## Page text
Image Processing
Johnny Depp, the members of Guns and Roses, Donald Trump, Jon Berasategui. What links all these people? That's right, they're all in need of a good haircut. But should I be added to this list? Most likely, but why let conjecture and speculation decide when our trusty friend LiveCode can do all the work? So how do we go about this? Lets find out...
You can download the stack associated with this lesson from this url: https://tinyurl.com/y8ygagaq
The doINeedAHaircut function
What we ideally want is a function with the following prototype that takes an image and returns true if we need a haircut or false if we don't.
function DoINeedAHaircut pImage, pWidth, pHeight
Above is what I looked like this morning. Do I need a haircut? Only LiveCode knows.
Extracting the image data
First of all, we need to extract the data from the image for processing. One option is to use the standard binary data that defines the image (available via the command get the text of "my image"). This data however is dependent upon the format of the image and is not easily processed. A better option is the imageData property offered by LiveCode (get the imageData of "my image").
The image data defines four properties for each pixel in our image; the alpha content, the red content, the green content and LiveCode blue content. Each property is a value between 0 and 255 and is represented within the imageData as a single character: A Revolution character is represented in memory as a single byte or 8 bits. The maximum value represented by 8 bits (in decimal) is 255, meaning 8 bits can be used to represent 256 unique values. This in turn means that there are 256 possible characters. Don't worry if you don't understand that though. It's simple to get the numeric value of each character via the charToNum function.
So, character two of the imageData is the red content of the top left pixel of our image, character six is the red content of the second pixel in the first row and so on for each pixel. It follows that red content of pixel y of row x of our image will be char ((x - 1) *pWidth ) + ((y - 1) * 4) + 2 of the imageData. Given that we know the width and height of our image (passed to our function as arguments), we can loop through the imageData row by row, extracting the red, green, blue and alpha content from our image.

## Entries
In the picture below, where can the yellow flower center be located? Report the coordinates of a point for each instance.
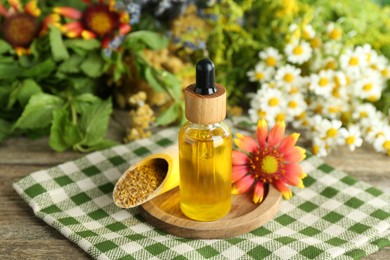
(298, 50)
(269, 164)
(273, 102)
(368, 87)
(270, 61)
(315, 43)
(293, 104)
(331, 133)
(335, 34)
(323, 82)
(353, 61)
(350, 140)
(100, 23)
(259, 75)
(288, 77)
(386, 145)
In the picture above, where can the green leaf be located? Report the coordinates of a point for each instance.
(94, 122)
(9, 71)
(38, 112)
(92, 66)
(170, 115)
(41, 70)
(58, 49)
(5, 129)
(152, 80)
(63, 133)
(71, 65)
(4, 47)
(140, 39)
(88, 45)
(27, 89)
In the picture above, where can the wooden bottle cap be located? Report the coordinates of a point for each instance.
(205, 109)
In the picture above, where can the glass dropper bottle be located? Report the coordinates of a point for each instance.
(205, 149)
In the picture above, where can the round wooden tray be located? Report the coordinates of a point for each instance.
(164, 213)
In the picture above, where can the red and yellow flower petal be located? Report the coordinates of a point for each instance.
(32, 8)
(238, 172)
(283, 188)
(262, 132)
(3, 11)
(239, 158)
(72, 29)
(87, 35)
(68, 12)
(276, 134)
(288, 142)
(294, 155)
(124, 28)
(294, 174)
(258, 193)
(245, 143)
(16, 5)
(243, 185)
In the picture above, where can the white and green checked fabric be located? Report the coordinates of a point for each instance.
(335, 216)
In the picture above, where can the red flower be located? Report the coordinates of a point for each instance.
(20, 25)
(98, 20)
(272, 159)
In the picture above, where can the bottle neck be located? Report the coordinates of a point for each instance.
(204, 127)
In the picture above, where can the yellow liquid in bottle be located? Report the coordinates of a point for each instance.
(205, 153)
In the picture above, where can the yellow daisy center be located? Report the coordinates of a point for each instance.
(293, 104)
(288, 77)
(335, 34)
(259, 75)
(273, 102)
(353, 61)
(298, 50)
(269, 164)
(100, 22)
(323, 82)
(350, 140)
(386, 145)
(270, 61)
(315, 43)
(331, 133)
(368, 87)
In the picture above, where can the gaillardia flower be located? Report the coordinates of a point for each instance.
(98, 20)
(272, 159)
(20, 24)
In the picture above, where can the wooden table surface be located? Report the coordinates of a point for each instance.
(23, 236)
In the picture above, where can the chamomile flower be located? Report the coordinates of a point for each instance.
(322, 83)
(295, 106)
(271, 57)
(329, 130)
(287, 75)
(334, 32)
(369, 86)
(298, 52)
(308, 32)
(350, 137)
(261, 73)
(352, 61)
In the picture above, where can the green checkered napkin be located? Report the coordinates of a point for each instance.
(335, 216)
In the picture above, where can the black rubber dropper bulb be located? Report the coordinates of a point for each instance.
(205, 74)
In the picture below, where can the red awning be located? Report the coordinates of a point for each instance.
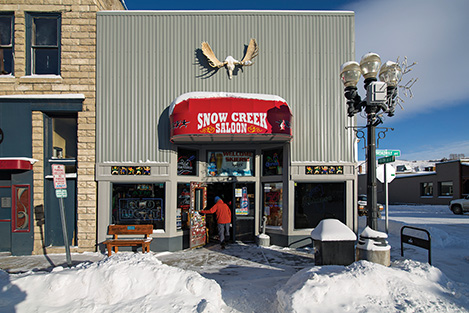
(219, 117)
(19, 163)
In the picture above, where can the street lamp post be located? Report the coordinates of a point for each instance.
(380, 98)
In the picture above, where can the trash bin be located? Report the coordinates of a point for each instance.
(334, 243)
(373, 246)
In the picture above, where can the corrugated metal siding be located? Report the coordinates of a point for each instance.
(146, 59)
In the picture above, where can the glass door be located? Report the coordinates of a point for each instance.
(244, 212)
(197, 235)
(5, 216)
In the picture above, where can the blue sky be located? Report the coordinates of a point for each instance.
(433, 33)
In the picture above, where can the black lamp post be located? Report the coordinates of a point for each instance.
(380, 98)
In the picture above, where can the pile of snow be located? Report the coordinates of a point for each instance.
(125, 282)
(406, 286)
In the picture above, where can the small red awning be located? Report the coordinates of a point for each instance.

## Task set
1 – Name every person or group that the image processing tutorial lists as needing a good haircut.
2 – Translate this sentence from the image processing tutorial into Spanish: "First of all, we need to extract the data from the image for processing."
3 – Pick up the image processing tutorial after its final sentence and carry it on.

## Answers to the tasks
1 –
Johnny Depp
The members of Guns and Roses
Donald Trump
Jon Berasategui

2 – En primer lugar, necesitamos extraer los datos de la imagen para procesarlos.

3 –
local tRed, tGreen, tBlue, tAlpha
repeat with y = 1 to pHeight
repeat with x = 1 to pWidth
put charToNum(char ((y - 1) * pWidth ) + ((x - 1) * 4) + 2 of pImage) into tRed
put charToNum(char ((y - 1) * pWidth ) + ((x - 1) * 4) + 3 of pImage) into tGreen
put charToNum(char ((y - 1) * pWidth ) + ((x - 1) * 4) + 4 of pImage) into tBlue
put charToNum(char ((y - 1) * pWidth ) + ((x - 1) * 4) + 1 of pImage) into tAlpha
end repeat
end repeat
repeat with y = 1 to pHeight
repeat with x = 1 to pWidth
put charToNum(char ((y - 1) * pWidth ) + ((x - 1) * 4) + 2 of pImage) into tRed
put charToNum(char ((y - 1) * pWidth ) + ((x - 1) * 4) + 3 of pImage) into tGreen
put charToNum(char ((y - 1) * pWidth ) + ((x - 1) * 4) + 4 of pImage) into tBlue
put charToNum(char ((y - 1) * pWidth ) + ((x - 1) * 4) + 1 of pImage) into tAlpha
end repeat
end repeat
Thresholding
This is all very well, but it doesn't tell us any more about the state of our hair. What we need to do is extract the pixels defining our hair from the image. One method we can use is called thresholding. Thresholding produces a black and white image based on a threshold value and is particularly good for binary situations i.e. we have a well defined image we want to extract from a background. It works using the following principle: If the given pixel value is above our threshold value, colour it black; otherwise, colour it white.
In our image, the colour of each pixel is represented by three values (the red, green and blue content). From these three values we want to produce a single value which can be compared to our threshold. A good idea is to take the average value of the three colour properties. An even better idea is to take the average value weighted toward particular colours. This allows us pick out particular colour values more accurately. Since my hair is a dark brown colour, I weighted more toward blue and green. So, our image processing loop now becomes...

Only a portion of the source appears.